Segment Start: INPUT
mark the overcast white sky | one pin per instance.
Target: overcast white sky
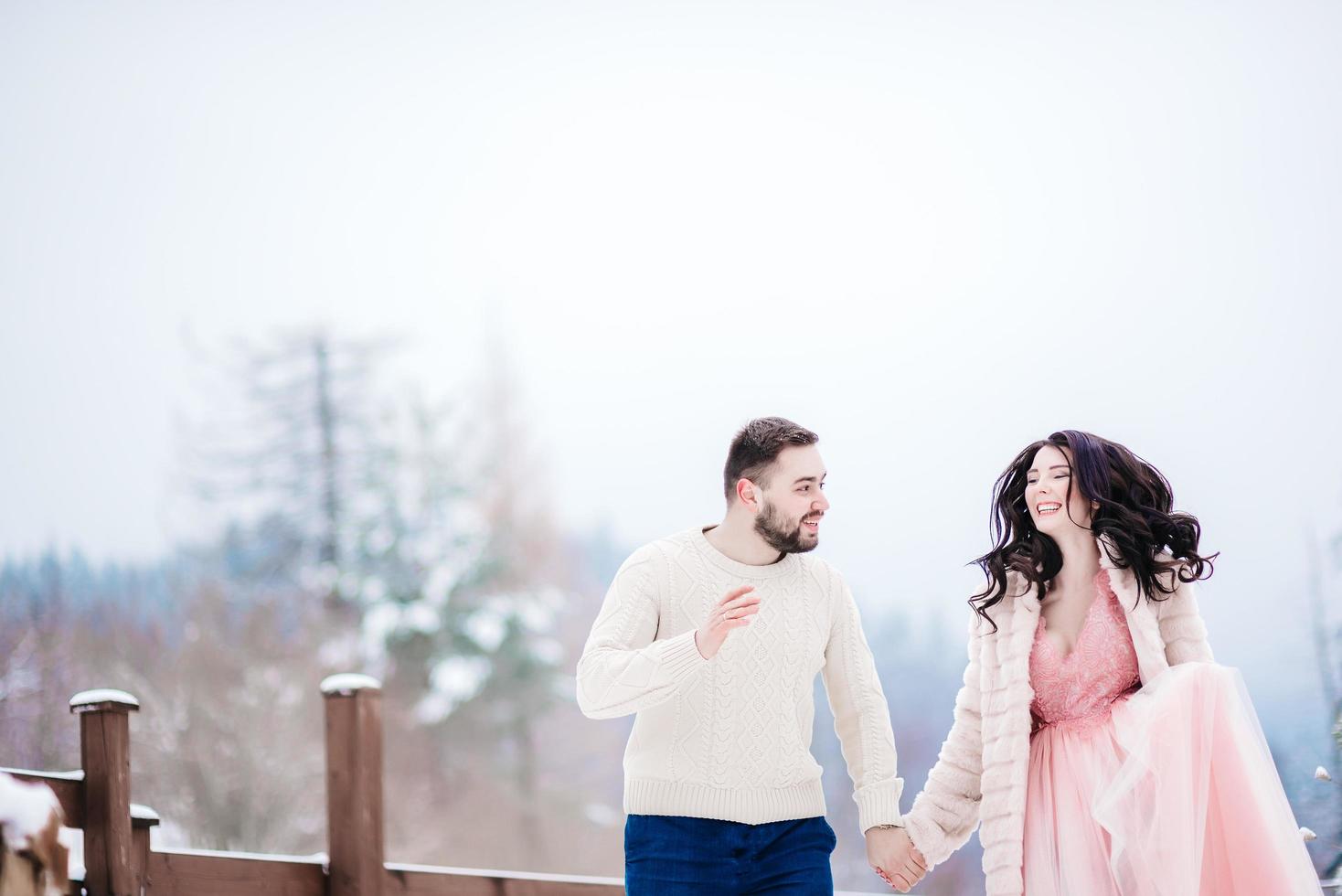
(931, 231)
Segment End: INPUT
Segment Start: INPUT
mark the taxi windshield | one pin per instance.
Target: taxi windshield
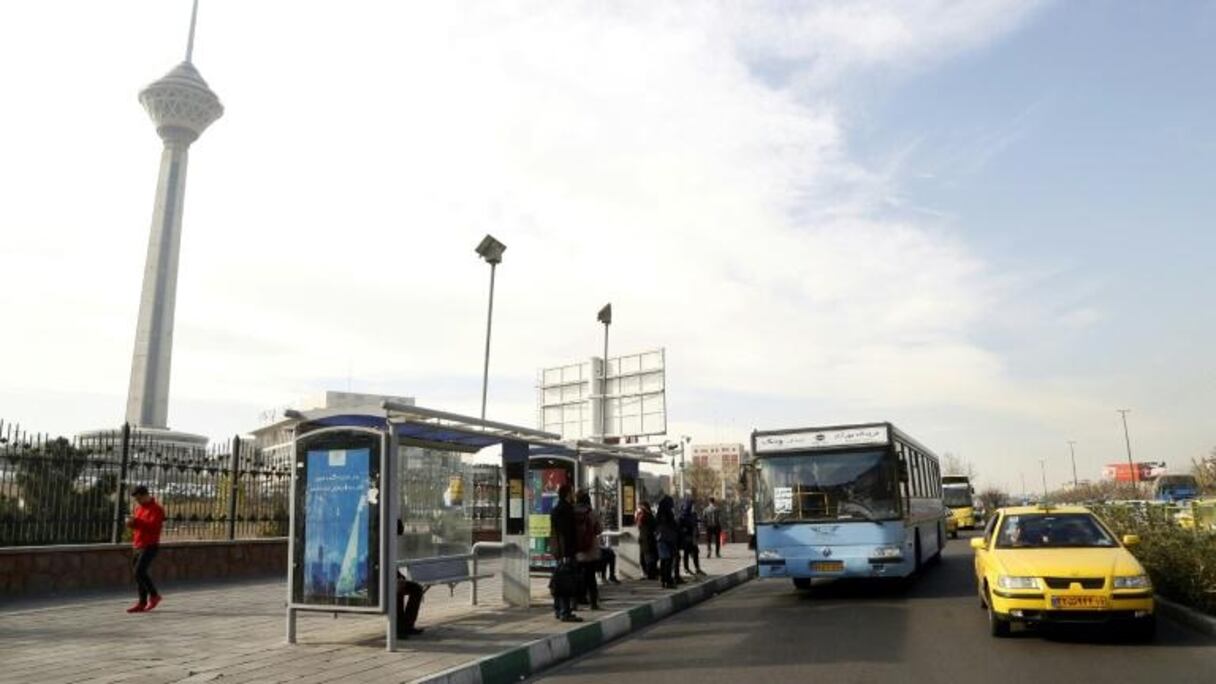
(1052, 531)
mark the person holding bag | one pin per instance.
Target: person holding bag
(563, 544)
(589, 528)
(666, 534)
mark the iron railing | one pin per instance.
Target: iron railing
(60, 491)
Segment End: INPUT
In the records above, collect each line with "mark".

*EXERCISE OUTPUT:*
mark the overcast white sky | one pin per instance.
mark the taxi windshield | one pin per instance.
mark the person holding bag | one pin per instance.
mark the iron railing | one pin per instance.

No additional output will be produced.